= Text shown =
Anyway, now the thread has been renewed, and the photographs restored later, and now we can see that the address is 20525 Nordhoff Avenue, which is also Nordhoff and Mason (another familiar sounding name), and the address is strangely close to my childhood street address in nearby Woodland Hills.  (Mason was the street at the western end of my childhood subdivision, I recall, the street that ran by the junior high I went to.)

Up until the Millenium, I had just not imagined Marantz being in my own back yard (or, actually, former back yard by then).  They were always in my imagination far away, and I still imagined Long Island City being central, though it hadn't been since 1964, the year Saul Marantz sold out to Superscope after the excess cost of developing and manufacturing the Model 10b tuner (and, also the newer manufacturing plant in Woodside?  I think there may have been a Taj Mahal factor rarely mentioned.).  Marantz headquarters and operations quickly moved out areas around Los Angeles, famously Sun Valley where Superscope was based, with the mass manufacturing moving to Japan, Standard Radio, the later owner of the Marantz name in Japan, until they changed their name to Marantz Japan in 1975.

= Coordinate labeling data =
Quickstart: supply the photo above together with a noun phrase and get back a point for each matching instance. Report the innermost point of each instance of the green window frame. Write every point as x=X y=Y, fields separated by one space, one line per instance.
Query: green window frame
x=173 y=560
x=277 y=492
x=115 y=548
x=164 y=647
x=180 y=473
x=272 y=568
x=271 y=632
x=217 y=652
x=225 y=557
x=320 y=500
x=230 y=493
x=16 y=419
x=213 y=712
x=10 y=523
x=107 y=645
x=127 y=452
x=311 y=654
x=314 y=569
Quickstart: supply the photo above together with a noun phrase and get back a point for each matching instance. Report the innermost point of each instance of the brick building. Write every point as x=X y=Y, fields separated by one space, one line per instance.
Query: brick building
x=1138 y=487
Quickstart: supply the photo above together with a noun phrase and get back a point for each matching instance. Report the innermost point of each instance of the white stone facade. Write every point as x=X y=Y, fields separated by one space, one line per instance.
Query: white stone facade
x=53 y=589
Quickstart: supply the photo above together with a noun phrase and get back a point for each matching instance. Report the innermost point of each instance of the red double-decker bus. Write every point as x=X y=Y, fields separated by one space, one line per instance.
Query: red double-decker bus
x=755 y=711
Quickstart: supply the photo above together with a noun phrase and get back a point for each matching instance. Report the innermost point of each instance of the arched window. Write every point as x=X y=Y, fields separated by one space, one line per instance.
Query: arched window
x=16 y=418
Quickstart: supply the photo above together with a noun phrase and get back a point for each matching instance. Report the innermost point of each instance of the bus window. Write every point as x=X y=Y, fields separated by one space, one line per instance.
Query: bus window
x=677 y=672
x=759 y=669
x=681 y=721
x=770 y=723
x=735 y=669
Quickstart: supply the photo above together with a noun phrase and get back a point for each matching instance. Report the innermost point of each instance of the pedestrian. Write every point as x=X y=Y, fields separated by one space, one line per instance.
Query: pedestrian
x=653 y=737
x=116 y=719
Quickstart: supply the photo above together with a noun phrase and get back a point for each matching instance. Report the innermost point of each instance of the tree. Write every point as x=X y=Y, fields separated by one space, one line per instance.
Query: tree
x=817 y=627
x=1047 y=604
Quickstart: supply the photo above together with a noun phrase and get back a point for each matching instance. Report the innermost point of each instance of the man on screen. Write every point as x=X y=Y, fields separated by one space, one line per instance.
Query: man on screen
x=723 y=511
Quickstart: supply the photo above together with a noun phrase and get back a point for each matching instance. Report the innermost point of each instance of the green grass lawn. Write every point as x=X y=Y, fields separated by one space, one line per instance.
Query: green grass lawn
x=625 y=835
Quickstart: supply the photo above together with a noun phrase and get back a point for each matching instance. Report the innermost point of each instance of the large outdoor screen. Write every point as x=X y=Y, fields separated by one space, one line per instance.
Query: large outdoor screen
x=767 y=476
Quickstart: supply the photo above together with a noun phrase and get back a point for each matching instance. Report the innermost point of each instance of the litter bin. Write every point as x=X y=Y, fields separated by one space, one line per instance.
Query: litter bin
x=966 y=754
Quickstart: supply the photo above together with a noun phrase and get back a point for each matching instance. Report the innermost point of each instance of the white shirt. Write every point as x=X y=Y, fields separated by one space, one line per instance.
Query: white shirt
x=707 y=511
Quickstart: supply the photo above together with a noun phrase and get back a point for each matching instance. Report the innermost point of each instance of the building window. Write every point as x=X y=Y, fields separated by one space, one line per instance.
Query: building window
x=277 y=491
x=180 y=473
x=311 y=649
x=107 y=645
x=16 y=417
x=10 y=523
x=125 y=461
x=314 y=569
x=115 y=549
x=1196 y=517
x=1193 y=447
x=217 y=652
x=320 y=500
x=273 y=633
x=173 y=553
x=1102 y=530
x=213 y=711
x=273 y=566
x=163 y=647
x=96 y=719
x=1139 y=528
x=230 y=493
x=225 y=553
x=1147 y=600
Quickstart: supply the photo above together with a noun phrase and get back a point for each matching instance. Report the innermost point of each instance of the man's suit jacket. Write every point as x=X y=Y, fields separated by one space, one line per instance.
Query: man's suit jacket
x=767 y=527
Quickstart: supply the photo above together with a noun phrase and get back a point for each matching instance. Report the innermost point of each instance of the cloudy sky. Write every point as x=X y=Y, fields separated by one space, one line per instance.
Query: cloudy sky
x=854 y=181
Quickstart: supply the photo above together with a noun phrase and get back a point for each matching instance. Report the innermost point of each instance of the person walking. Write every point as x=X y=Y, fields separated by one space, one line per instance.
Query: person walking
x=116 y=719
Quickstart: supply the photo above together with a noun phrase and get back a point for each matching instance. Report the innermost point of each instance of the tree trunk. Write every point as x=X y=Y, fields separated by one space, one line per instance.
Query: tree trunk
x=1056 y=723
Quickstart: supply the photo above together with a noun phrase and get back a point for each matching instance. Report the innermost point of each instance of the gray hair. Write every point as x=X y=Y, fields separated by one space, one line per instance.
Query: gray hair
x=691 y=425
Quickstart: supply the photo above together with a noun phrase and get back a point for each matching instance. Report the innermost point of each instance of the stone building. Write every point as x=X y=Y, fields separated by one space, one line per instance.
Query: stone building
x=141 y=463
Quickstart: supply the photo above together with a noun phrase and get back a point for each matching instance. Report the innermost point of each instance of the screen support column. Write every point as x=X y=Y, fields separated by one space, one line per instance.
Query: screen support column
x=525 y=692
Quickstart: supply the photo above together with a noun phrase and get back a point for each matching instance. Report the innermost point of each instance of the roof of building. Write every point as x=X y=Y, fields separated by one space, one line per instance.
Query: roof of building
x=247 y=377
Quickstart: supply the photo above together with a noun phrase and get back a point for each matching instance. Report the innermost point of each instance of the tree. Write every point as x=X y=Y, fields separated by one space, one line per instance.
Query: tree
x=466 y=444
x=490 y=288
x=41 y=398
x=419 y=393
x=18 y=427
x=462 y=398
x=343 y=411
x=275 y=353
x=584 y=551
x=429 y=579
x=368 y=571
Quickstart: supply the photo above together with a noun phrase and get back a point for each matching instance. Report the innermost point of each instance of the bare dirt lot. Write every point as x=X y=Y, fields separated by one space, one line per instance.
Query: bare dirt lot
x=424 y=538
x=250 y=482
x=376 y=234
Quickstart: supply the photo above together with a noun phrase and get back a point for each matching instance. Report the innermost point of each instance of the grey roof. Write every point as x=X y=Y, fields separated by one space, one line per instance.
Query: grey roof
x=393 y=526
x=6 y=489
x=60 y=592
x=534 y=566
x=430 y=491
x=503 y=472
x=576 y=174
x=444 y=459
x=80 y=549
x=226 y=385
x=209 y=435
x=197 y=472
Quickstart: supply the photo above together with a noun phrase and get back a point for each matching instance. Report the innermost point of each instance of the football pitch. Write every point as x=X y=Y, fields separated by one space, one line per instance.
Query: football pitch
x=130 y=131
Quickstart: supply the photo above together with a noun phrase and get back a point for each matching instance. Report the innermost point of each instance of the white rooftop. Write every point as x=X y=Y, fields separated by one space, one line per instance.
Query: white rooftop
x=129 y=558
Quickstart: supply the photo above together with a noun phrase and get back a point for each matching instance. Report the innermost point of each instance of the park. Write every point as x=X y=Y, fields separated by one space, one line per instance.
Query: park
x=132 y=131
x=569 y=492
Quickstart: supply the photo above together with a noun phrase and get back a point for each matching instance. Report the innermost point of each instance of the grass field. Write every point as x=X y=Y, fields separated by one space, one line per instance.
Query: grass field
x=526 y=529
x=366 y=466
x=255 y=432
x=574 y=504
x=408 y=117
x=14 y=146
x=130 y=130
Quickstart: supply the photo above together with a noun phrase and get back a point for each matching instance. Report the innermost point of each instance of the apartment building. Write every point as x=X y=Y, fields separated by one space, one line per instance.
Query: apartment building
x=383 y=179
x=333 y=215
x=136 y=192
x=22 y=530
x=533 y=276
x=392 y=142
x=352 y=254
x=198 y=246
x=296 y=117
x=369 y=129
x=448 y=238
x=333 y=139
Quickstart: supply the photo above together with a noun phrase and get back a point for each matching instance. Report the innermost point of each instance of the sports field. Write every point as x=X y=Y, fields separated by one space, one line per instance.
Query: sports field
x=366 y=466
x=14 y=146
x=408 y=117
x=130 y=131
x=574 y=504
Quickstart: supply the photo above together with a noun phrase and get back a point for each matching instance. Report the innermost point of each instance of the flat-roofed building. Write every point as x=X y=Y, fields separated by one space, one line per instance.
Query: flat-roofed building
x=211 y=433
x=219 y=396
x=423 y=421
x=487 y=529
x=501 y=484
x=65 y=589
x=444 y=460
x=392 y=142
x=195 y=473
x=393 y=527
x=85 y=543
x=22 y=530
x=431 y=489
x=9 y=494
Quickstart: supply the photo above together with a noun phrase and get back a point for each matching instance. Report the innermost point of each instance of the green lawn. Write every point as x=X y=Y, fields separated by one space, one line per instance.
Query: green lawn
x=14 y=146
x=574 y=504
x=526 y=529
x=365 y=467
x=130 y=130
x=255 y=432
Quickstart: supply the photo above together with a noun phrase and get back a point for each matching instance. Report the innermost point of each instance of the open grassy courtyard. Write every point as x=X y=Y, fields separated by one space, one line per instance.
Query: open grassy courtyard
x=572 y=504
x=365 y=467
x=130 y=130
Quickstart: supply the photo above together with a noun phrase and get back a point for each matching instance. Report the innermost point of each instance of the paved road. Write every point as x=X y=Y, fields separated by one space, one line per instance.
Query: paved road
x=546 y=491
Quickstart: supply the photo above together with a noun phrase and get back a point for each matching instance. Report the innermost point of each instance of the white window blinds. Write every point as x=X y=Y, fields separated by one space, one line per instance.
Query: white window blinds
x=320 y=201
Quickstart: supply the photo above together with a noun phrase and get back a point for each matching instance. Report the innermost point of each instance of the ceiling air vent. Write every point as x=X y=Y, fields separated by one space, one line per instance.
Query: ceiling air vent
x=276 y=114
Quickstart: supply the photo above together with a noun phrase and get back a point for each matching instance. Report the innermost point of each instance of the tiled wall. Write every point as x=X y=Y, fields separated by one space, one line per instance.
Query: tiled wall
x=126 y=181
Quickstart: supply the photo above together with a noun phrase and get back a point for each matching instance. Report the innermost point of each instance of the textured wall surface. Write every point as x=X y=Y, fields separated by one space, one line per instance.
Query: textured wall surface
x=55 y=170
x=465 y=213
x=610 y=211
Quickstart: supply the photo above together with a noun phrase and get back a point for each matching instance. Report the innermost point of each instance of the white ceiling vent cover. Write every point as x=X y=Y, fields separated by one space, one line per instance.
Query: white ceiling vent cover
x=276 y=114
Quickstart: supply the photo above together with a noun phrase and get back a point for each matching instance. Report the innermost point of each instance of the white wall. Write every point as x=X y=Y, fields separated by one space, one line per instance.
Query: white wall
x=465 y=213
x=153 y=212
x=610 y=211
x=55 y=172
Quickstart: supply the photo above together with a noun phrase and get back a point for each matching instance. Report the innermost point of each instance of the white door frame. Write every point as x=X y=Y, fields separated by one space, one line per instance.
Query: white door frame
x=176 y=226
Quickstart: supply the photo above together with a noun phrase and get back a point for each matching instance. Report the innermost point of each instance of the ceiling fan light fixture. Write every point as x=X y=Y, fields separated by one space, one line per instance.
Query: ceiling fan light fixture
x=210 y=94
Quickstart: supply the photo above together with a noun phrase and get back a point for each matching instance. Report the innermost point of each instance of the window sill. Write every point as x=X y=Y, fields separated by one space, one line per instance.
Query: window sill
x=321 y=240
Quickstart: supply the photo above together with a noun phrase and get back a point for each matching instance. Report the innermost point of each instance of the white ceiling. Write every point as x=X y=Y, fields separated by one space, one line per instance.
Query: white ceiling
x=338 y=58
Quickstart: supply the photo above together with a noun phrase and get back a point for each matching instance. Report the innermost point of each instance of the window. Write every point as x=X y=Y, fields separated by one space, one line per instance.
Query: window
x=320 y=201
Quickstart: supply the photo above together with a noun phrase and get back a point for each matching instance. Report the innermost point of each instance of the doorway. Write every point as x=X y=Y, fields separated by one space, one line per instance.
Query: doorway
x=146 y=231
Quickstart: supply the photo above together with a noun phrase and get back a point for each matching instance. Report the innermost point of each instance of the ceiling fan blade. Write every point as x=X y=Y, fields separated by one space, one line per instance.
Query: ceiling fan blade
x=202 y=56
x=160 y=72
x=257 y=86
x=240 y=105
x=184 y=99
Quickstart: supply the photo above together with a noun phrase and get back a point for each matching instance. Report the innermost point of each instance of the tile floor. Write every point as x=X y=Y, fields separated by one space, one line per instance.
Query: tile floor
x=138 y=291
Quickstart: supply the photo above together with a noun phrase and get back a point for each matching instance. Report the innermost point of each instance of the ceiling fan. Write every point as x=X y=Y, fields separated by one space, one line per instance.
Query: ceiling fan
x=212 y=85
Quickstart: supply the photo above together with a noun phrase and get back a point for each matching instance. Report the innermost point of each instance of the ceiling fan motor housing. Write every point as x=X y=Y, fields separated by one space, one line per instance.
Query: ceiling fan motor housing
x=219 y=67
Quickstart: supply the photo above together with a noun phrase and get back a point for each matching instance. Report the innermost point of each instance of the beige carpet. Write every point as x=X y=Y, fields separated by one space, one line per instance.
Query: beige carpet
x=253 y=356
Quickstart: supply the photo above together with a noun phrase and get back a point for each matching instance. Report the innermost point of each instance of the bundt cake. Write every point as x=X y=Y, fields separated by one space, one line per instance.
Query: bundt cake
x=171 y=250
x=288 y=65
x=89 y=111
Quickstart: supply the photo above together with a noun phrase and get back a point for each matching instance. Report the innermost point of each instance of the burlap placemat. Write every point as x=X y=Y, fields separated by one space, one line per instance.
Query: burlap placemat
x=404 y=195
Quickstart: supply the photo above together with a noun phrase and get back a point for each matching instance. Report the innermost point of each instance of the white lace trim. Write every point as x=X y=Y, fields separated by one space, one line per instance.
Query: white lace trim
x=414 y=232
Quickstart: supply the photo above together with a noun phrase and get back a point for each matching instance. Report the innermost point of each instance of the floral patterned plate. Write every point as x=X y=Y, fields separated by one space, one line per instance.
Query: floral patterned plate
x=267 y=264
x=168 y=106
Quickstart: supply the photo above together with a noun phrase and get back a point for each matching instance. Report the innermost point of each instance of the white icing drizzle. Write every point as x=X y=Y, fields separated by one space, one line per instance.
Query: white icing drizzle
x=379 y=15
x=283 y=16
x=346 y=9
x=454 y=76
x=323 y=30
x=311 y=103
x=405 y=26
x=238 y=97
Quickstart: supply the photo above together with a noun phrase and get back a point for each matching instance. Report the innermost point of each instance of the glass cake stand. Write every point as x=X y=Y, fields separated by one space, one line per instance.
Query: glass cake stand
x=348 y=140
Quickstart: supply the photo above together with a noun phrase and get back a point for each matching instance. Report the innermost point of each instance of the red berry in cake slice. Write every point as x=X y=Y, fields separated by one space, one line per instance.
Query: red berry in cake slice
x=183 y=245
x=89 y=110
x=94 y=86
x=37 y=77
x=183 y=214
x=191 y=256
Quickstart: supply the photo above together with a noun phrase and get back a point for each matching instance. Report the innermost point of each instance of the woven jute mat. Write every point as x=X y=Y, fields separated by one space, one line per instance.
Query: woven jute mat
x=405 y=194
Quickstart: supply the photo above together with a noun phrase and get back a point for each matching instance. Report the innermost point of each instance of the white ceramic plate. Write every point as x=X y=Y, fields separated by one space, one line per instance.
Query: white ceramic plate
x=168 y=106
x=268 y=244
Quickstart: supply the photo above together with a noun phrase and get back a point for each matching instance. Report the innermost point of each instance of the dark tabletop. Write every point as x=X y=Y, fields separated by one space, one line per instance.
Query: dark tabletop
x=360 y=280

= Tasks and exercises =
1 > For each statement, say yes or no as to whether it agrees with the Marantz passage, and quote the deciding words: (a) The address 20525 Nordhoff Avenue is also at Nordhoff and Mason. (b) Saul Marantz sold out to Superscope in 1975. (c) Standard Radio changed its name to Marantz Japan in 1975.
2 > Please copy the part of the Marantz passage that begins at the words "Up until the" and stops after the words "Japan in 1975.".
This material was taken from a separate source.

= Replies =
1 >
(a) Yes: "the address is 20525 Nordhoff Avenue, which is also Nordhoff and Mason"
(b) No: "since 1964, the year Saul Marantz sold out to Superscope"
(c) Yes: "Standard Radio, the later owner of the Marantz name in Japan, until they changed their name to Marantz Japan in 1975"

2 >
Up until the Millenium, I had just not imagined Marantz being in my own back yard (or, actually, former back yard by then).  They were always in my imagination far away, and I still imagined Long Island City being central, though it hadn't been since 1964, the year Saul Marantz sold out to Superscope after the excess cost of developing and manufacturing the Model 10b tuner (and, also the newer manufacturing plant in Woodside?  I think there may have been a Taj Mahal factor rarely mentioned.).  Marantz headquarters and operations quickly moved out areas around Los Angeles, famously Sun Valley where Superscope was based, with the mass manufacturing moving to Japan, Standard Radio, the later owner of the Marantz name in Japan, until they changed their name to Marantz Japan in 1975.